::: Selected passage

ELGAR – Cello Concerto in E Minor Op. 85
SIBELIUS – Symphony No. 5

JOHN BARRY A Childhood Memory (arr. Johnson) with pupils of Bow School

Jamie Walton & The Northern Lights Symphony Orchestra/Adam Johnson

St. Sepulchre-without-Newgate, London, 16 February 2012

This was an inspiriting concert, given to a capacity audience in one of central London's largest and most impressive churches, one which is blessed with excellent acoustics.

The NLSO is an orchestra of international young professionals, established in 2007 by its charismatic conductor Adam Johnson (previously noted by Musical Pointers as composer), and specialising in composers born within the Northern Lights (Aurora Borealis) region; today's Sibelius.

His 5th Symphony (which used to be his most popular alongside the 2nd) was given a resplendent account, which was far more involving than can sometimes be the case in the more focused sound in purpose built concert halls.

It reminded me of my first experience of Sibelius, an overwhelming moment of my musical childhood; the original Kajanus '78s recording which I listened to again and again on one of those wonderful old EMG horn-gramophones...

Equally thrilling tonight had been to hear the Elgar live, with amazement at the power of Jamie Walton's 1792 Guarneri cello.

We were familiar with Walton's fine studio recordings but this was the first time we'd heard Jamie live, and we were completely bowled over (we'd thought him "too far forward" on his CD of it). I had thought that such balance could only be achieved with microphones!

::::::

What is expected
Write out the passage of the concert review verbatim, starting at "His 5th Symphony" and ending at "built concert halls.".

::: Provided records

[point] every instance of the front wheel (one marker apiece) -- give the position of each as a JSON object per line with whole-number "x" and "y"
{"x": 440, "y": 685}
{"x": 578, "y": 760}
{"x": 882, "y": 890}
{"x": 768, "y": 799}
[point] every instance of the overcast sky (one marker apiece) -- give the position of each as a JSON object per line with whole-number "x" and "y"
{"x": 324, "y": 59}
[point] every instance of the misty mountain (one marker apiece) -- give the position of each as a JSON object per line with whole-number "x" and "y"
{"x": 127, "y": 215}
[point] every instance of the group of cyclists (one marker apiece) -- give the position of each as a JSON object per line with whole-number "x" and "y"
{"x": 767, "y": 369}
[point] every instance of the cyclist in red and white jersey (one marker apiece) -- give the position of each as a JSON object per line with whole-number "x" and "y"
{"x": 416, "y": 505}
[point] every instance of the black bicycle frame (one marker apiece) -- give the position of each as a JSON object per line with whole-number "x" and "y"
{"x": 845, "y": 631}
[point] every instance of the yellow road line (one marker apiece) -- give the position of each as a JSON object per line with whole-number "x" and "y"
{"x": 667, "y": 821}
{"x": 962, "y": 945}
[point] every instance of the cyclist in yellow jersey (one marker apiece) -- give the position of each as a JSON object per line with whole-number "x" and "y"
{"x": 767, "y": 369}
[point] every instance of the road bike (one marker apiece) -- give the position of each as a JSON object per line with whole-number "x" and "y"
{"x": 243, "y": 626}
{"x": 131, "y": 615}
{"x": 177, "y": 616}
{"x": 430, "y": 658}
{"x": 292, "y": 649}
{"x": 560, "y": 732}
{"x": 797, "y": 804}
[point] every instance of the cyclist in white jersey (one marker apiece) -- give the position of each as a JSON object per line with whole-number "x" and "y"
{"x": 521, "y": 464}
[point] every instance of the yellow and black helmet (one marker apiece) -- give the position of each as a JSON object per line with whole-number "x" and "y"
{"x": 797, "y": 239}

::::::

Written answer
His 5th Symphony (which used to be his most popular alongside the 2nd) was given a resplendent account, which was far more involving than can sometimes be the case in the more focused sound in purpose built concert halls.